Task to carry out: List each line in the entries below that contains the word "formation".
Start of Material shown
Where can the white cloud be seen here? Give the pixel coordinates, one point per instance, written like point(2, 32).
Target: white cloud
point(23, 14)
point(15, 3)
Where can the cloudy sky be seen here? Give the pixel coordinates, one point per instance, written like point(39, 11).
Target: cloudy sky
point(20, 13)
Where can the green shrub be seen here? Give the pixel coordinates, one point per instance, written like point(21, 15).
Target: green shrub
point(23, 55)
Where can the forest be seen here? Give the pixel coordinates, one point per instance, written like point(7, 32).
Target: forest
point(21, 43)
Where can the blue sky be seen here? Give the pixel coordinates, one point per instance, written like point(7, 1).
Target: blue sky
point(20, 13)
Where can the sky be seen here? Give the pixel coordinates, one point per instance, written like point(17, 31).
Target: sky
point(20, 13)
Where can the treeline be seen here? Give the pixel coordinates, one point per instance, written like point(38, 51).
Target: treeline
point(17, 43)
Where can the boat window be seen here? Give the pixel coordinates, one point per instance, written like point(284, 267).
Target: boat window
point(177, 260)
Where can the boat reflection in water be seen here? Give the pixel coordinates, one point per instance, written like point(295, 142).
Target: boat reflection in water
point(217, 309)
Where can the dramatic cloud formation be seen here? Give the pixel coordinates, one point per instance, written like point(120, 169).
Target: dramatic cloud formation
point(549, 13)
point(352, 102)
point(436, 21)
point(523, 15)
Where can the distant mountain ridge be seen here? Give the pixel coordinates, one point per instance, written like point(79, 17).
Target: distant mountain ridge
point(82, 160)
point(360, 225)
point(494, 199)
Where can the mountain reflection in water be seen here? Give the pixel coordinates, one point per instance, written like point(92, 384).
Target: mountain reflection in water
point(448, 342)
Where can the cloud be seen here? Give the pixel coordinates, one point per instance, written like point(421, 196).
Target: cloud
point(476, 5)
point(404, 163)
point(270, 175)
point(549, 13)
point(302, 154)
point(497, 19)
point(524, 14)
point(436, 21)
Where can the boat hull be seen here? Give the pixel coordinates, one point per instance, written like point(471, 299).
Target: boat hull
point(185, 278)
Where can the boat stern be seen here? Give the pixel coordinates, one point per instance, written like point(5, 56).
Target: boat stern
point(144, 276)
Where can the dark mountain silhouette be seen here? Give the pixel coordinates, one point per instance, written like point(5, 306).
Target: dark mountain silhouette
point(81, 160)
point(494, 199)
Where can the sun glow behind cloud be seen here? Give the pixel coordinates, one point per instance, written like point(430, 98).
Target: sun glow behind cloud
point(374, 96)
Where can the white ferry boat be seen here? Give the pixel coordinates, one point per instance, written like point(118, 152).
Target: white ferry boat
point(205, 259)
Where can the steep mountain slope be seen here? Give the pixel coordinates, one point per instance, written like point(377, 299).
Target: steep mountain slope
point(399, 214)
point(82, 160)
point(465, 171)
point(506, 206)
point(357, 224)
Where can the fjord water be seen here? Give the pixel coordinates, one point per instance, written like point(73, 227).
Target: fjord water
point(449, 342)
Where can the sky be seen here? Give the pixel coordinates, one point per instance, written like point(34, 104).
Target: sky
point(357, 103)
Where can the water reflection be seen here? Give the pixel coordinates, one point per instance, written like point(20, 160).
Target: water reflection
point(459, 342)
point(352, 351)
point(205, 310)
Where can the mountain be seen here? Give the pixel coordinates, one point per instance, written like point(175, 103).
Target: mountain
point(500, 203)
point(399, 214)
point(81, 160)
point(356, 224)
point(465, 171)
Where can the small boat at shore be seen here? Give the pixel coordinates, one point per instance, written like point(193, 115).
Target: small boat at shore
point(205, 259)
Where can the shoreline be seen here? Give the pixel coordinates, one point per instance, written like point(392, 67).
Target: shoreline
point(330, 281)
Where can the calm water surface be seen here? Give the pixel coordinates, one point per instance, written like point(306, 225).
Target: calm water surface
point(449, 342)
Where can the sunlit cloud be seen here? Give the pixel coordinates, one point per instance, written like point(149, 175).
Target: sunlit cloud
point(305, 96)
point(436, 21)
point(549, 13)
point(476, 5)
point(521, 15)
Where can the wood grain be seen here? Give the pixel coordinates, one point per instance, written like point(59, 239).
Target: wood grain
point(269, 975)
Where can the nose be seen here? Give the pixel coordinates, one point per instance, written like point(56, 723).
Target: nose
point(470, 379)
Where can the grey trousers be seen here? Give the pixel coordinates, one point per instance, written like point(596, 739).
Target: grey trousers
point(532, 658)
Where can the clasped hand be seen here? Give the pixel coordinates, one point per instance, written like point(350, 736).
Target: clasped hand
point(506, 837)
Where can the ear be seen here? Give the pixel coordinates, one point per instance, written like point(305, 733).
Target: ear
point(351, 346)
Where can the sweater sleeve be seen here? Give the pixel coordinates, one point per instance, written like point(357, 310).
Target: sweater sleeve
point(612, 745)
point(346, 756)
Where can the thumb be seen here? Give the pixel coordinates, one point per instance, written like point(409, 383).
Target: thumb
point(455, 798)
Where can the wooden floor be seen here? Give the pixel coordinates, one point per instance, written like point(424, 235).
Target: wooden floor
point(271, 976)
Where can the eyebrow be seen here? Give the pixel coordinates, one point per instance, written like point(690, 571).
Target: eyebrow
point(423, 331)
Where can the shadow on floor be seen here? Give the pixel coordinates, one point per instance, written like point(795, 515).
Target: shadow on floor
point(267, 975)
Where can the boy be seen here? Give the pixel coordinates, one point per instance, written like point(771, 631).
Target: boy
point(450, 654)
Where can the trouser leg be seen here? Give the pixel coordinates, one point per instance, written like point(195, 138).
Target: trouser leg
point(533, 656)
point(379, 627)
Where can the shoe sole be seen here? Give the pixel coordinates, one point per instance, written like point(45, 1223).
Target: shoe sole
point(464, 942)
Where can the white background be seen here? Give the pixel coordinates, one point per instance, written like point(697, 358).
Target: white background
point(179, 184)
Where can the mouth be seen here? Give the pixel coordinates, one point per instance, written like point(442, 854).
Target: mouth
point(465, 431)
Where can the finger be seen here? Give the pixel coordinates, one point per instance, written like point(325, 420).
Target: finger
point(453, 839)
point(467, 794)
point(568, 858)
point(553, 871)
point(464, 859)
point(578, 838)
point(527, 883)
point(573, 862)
End of Material shown
Start of Material shown
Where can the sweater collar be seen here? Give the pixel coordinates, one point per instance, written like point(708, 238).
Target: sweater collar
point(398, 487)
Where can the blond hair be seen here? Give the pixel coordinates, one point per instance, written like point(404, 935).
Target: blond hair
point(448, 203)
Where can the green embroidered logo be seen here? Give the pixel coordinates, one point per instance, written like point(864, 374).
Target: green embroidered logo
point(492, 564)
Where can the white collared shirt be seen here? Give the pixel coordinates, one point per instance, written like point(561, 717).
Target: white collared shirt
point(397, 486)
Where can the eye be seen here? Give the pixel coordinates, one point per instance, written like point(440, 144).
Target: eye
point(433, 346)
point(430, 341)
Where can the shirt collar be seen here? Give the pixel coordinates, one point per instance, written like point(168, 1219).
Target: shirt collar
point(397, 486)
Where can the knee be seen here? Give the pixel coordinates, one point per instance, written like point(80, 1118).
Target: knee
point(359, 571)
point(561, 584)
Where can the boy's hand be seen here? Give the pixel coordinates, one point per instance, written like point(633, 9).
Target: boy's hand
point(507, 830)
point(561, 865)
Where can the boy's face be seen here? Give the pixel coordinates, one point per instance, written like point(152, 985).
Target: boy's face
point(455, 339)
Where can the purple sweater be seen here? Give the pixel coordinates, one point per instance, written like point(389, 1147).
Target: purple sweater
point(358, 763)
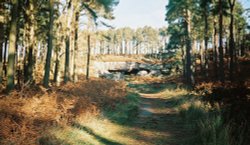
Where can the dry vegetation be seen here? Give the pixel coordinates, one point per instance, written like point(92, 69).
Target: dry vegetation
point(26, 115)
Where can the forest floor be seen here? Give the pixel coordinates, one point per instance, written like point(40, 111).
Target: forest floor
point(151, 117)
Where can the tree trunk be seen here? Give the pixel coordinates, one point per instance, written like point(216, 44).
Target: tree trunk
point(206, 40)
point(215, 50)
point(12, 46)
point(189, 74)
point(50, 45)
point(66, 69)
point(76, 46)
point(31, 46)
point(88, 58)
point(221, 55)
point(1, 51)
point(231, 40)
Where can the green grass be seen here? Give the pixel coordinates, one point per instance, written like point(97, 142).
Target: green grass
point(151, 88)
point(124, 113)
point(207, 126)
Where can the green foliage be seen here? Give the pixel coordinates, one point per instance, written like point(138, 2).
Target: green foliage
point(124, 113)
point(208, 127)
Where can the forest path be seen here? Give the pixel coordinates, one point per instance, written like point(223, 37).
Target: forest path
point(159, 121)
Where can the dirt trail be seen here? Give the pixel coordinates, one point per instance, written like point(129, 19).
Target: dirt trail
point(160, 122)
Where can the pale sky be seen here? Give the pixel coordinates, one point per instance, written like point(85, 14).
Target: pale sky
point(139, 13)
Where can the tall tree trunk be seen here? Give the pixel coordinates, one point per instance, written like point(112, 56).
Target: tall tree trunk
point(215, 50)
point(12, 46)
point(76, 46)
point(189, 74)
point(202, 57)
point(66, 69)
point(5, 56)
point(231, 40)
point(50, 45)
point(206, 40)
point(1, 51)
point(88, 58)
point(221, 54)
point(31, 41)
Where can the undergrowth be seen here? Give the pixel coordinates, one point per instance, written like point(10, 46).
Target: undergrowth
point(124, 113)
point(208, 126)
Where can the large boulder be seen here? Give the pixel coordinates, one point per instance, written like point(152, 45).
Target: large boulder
End of Material shown
Exercise response:
Where can the dramatic cloud formation be seen here? Give the pixel coordinates, one point per instance, written like point(120, 169).
Target: dramatic cloud formation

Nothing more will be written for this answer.